• PROBLEM
Please rewrite the records below as a Markdown table with two columns, Row and Line, putting each line in its own numbered row, skipping blank lines and leaving out the pictures.

--- start ---

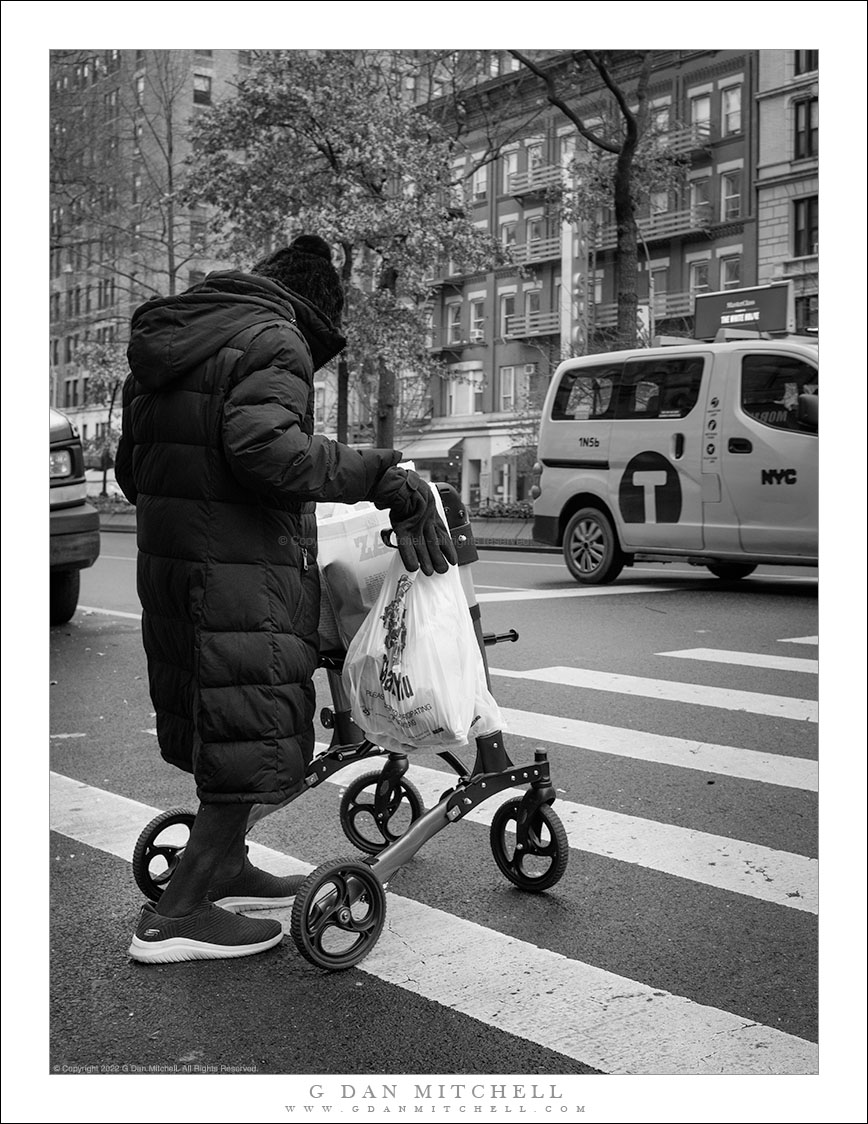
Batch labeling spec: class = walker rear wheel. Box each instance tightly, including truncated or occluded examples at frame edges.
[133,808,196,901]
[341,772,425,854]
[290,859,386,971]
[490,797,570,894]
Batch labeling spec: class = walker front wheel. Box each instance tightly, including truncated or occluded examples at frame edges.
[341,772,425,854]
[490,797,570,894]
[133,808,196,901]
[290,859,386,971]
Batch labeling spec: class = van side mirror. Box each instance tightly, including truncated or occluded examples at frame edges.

--- end ---

• EXERCISE SOLUTION
| Row | Line |
|---|---|
| 1 | Batch labeling spec: class = walker rear wheel. Box each instance tightly, including truncated or occluded examples at frame edges. |
| 2 | [133,808,196,901] |
| 3 | [341,772,425,854] |
| 4 | [290,859,386,971] |
| 5 | [490,797,570,894] |
| 6 | Batch labeling spec: class = walker front wheel. Box each instance tightly, including truncated or occluded examples at frame edges. |
| 7 | [341,772,425,854] |
| 8 | [490,797,570,894] |
| 9 | [133,808,196,901] |
| 10 | [290,859,386,971] |
| 11 | Batch labeling spec: class = van side mirror. Box each instance tightly, including truncated or occluded examples at frame edges. |